Source information
Segment Open
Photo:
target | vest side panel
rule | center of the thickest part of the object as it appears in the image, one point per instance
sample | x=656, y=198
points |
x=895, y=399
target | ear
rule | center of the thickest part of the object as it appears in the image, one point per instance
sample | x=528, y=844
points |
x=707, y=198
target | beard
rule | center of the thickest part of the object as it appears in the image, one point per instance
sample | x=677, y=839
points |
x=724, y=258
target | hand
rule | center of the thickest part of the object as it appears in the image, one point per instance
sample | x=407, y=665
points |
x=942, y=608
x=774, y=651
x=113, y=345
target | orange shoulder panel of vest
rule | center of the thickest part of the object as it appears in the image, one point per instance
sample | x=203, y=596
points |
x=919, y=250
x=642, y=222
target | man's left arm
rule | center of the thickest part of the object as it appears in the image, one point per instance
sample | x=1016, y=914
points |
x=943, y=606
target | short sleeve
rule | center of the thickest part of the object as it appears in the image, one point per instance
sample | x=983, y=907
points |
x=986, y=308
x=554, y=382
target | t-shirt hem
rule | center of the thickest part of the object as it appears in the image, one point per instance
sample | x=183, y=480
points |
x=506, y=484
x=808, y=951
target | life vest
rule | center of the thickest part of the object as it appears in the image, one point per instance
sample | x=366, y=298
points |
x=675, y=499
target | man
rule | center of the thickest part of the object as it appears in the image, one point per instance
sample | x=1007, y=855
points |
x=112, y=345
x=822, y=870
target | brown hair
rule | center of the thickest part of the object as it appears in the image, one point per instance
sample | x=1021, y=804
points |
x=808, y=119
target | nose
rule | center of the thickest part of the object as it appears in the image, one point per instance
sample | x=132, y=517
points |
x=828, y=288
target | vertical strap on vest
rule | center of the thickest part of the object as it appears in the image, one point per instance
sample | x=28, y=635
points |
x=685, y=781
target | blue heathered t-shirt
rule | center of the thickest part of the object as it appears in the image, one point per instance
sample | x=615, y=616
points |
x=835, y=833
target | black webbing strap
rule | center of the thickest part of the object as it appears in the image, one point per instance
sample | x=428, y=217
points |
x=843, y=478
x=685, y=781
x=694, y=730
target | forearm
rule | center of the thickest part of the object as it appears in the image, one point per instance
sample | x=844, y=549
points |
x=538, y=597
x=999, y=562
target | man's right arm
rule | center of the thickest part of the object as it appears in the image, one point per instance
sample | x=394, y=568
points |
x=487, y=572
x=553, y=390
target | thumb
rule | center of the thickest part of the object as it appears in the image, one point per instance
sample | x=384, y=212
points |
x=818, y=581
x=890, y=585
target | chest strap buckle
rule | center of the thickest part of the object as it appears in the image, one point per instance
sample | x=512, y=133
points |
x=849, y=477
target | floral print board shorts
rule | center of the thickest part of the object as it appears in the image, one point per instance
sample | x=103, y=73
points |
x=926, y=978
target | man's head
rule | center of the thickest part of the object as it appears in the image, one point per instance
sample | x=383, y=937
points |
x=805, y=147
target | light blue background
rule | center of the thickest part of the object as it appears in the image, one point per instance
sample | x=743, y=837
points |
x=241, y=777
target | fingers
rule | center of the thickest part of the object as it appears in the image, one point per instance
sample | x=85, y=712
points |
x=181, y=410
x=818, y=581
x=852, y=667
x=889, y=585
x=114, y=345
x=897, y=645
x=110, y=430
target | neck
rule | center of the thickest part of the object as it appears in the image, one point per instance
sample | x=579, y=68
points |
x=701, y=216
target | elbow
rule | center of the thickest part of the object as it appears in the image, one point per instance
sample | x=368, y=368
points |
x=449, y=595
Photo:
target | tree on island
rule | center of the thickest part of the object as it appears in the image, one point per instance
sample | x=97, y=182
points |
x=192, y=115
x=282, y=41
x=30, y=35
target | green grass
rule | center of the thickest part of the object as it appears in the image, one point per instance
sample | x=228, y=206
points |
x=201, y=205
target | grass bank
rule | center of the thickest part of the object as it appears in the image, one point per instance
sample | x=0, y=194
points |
Segment Closed
Exercise brief
Output the records above, each one exactly, with none left out.

Exercise response
Photo:
target | vest side panel
rule | center of the thickest part of the object as it appears in the image, one point per instance
sample | x=656, y=198
points |
x=895, y=399
target | ear
rule | center of the thickest part of the object as it appears in the image, one point per instance
sample | x=528, y=844
points |
x=707, y=198
target | beard
rule | center of the thickest part of the object as it appears in the image, one point per instance
sample | x=677, y=839
points |
x=724, y=258
target | hand
rule | center of the thickest part of the object as it appears in the image, one point per instance
sample | x=407, y=665
points |
x=942, y=608
x=774, y=651
x=113, y=345
target | orange shoulder panel of vest
rule | center of the thickest part of the object as it appears in the image, one point per instance
sample | x=203, y=596
points |
x=919, y=250
x=642, y=222
target | man's left arm
rule | center of the thickest part of the object as it appears in the image, one point per instance
sample | x=1016, y=914
points |
x=943, y=606
target | short sleeve
rule | center of the thickest part of the object as it appears in the image, one point per instance
sample | x=983, y=907
points |
x=986, y=308
x=554, y=382
target | t-shirt hem
rule | center of the thickest part of the object as it appears in the image, one point per instance
sample | x=183, y=480
points |
x=506, y=484
x=808, y=951
target | life vest
rule | center of the thickest part of the object as it appears in the image, one point per instance
sample | x=366, y=298
points |
x=675, y=499
target | man
rule | center of the thickest part of the object as it appears in the image, one point per instance
sample | x=1007, y=855
points |
x=112, y=345
x=822, y=870
target | brown hair
rule | center of the thickest part of the object as it appears in the image, one point per instance
sample | x=1021, y=804
points |
x=808, y=119
target | nose
rule | center of the thickest part of the object as it appears in the image, one point per instance
sample | x=132, y=517
points |
x=828, y=288
target | vertical strap on vest
rule | center of the thickest part of the object as it appears in the image, one point per instance
sample | x=28, y=635
points |
x=685, y=781
target | blue heathered t-shirt
rule | center of the thickest part of the object as it appears in the image, one point per instance
sample | x=615, y=616
points |
x=835, y=833
target | black webbing strap
rule | center of the thickest part of the object as it appears in the image, one point per instance
sample | x=428, y=217
points |
x=843, y=478
x=685, y=781
x=694, y=730
target | forearm
rule | center of the thickest part of the object as it appears in the image, one point per instance
sample | x=844, y=549
points |
x=538, y=597
x=999, y=562
target | man's right arm
rule | center of the thickest part of the object as it appears in the image, one point per instance
sample | x=394, y=568
points |
x=487, y=572
x=553, y=390
target | thumb
rule | center of the thickest part of the object as it appears in the image, one point per instance
sample | x=384, y=212
points |
x=818, y=581
x=890, y=585
target | chest strap buckle
rule | center of the thickest part of the object as it appears in the image, one point per instance
sample | x=512, y=133
points |
x=849, y=477
target | floral print board shorts
rule | center of the thickest part of the object as it appears in the image, one point per instance
sample | x=103, y=73
points |
x=926, y=978
target | man's head
rule | center of the thickest part of the object as it appears in the image, one point per instance
sample | x=383, y=937
points |
x=805, y=147
target | light blue background
rule | center of the thickest part of the object as it appears in the image, one point per instance
sample | x=743, y=837
points |
x=241, y=777
target | fingers
rule | center of the thickest part of the object as it appears in the image, one point per instance
sample | x=85, y=712
points |
x=181, y=410
x=818, y=581
x=852, y=667
x=889, y=585
x=114, y=345
x=897, y=645
x=110, y=430
target | neck
rule | center of the thickest part of the object as it appears in the image, one point per instance
sample | x=579, y=68
points |
x=701, y=216
target | elbow
rule | center of the thickest part of the object as it appears in the image, one point per instance
sample | x=368, y=368
points |
x=449, y=595
Photo:
target | tree on island
rule | center of the thickest part of the object as it appears in the image, one point per instance
sample | x=97, y=182
points |
x=192, y=115
x=282, y=41
x=30, y=35
target | green grass
rule | center of the thickest part of the object as it appears in the image, one point per instance
sample | x=228, y=206
points |
x=201, y=205
target | grass bank
rule | center of the thickest part of the object as it appears in the image, one point per instance
sample | x=0, y=194
points |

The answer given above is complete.